**TASKS:**
(A) Rewrite the passage on the Campeche pageant from "- Type: Beauty" to "10: 1 (2015)", replacing "state-level" with "regional".
(B) According to the text on Mexicana Universal Campeche, who is the local coordinator?

**TEXT SEGMENT:**
_ _ _ _ _ _ _
Mexicana Universal Campeche
- Formation: 1994 (as Nuestra Belleza Campeche) 2017 (as Mexicana Universal Campeche)
- Type: Beauty Pageant
- Headquarters: Campeche
- Location: Mexico;
- Local Coordinator: Pedro Peniche

= Mexicana Universal Campeche =

Mexicana Universal Campeche (until 2016 called Nuestra Belleza Campeche) is a state-level contest in the state of Campeche, Mexico, which selects the state representative for the national contest Mexicana Universal (formerly called Nuestra Belleza México), thus aspiring to represent the country internationally on one of the platforms offered.

The state organization has achieved the following results since 1994:
- Winner: 1 (2001)
- Top 10: 1 (2015)
- Top 15/16: 1 (1997)
- Top 20: 2 (2004)
- Unplaced: 19 (1994, 1995, 1996, 1998, 1999, 2002, 2005, 2006, 2007, 2008, 2009, 2010, 2011, 2013, 2017, 2019, 2021, 2022)
- Absences: 6 (2000, 2003, 2012, 2014, 2018, 2023, 2025)

==National Queens==
- Diana Juárez - Miss Costa Maya México 2003 (Designated)
- Tatiana Rodríguez - Nuestra Belleza Mundo México 2001
- Barbara Macossay - Miss Costa Maya México 1998 (Designated)
_ _ _ _ _ _ _
**RECORD LIST:**

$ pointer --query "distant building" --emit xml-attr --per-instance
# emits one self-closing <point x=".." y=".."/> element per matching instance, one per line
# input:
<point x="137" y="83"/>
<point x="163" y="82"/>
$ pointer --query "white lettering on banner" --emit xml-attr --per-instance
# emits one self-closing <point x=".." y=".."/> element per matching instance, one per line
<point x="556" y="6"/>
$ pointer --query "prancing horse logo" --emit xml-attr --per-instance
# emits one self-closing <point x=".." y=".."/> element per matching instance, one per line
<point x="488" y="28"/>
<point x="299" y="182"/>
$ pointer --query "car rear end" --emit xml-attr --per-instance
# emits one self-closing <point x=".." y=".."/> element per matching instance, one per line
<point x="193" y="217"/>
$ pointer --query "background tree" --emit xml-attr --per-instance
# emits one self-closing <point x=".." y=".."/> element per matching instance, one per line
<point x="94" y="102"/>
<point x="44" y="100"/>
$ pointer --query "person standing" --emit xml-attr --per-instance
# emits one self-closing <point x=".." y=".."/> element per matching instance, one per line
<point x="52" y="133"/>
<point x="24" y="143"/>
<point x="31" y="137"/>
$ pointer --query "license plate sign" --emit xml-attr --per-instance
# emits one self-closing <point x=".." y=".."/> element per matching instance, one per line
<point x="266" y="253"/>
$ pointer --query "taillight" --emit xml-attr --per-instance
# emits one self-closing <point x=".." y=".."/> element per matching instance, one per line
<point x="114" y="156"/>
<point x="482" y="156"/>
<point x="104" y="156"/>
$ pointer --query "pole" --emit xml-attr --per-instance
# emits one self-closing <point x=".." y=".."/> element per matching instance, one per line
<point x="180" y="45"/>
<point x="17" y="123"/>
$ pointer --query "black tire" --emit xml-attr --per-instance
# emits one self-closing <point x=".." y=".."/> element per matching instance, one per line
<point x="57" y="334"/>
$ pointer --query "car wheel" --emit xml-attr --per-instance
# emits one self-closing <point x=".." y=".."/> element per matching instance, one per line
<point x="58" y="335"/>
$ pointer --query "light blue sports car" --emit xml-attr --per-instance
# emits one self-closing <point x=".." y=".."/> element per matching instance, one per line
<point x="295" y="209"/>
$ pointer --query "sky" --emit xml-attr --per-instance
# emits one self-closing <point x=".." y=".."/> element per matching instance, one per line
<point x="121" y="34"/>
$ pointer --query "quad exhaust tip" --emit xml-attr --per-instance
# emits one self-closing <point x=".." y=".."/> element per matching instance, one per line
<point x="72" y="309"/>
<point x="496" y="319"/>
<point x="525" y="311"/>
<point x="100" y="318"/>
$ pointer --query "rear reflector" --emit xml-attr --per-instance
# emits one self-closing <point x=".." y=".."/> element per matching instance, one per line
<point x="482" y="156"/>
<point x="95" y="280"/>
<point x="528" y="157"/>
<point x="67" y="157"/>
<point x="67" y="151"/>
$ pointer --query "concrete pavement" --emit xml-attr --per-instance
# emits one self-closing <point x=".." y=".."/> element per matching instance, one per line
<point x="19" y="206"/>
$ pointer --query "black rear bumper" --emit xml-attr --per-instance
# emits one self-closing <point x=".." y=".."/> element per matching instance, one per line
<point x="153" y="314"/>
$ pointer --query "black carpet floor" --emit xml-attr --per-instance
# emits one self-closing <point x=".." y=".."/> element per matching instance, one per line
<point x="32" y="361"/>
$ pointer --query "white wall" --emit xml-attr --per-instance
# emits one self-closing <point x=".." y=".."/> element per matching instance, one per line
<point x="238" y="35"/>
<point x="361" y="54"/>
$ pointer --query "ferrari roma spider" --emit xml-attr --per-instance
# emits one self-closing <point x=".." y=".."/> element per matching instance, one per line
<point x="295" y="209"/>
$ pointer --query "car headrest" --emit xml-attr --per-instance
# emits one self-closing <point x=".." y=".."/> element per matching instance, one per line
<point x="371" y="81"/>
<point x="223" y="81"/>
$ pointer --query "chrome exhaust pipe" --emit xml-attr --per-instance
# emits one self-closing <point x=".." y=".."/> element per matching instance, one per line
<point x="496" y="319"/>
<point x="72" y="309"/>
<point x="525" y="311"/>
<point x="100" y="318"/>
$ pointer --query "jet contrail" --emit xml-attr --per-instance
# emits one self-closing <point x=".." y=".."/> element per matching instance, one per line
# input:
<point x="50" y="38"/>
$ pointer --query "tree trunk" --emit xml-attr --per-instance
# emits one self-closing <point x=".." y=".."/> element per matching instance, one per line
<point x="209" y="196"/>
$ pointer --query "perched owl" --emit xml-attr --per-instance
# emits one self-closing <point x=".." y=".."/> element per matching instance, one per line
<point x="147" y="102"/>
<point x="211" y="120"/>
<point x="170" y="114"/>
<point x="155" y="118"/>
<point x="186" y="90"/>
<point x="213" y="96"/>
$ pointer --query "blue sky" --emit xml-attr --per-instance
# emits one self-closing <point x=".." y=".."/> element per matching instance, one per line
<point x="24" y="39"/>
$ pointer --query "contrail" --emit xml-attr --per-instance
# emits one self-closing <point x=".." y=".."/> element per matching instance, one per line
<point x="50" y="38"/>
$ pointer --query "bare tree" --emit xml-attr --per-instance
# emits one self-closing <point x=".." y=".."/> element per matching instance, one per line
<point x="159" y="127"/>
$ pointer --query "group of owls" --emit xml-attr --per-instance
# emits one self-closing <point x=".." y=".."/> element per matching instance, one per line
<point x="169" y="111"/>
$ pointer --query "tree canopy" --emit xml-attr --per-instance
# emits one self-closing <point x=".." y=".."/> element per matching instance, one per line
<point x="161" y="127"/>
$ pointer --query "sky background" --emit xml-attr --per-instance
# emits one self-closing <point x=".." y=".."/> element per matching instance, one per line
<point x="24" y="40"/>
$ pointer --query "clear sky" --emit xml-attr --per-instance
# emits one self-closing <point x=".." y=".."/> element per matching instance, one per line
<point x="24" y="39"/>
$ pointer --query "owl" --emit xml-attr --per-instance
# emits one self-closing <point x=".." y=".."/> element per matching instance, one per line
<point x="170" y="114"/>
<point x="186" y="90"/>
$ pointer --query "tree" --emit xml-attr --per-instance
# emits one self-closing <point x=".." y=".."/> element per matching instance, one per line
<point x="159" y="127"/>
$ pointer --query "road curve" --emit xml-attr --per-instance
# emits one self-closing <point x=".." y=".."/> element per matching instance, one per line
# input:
_ _ _ _ _ _ _
**TASK-BY-TASK ANSWERS:**
(A)
- Type: Beauty Pageant
- Headquarters: Campeche
- Location: Mexico;
- Local Coordinator: Pedro Peniche

= Mexicana Universal Campeche =

Mexicana Universal Campeche (until 2016 called Nuestra Belleza Campeche) is a regional contest in the state of Campeche, Mexico, which selects the state representative for the national contest Mexicana Universal (formerly called Nuestra Belleza México), thus aspiring to represent the country internationally on one of the platforms offered.

The state organization has achieved the following results since 1994:
- Winner: 1 (2001)
- Top 10: 1 (2015)

(B) Pedro Peniche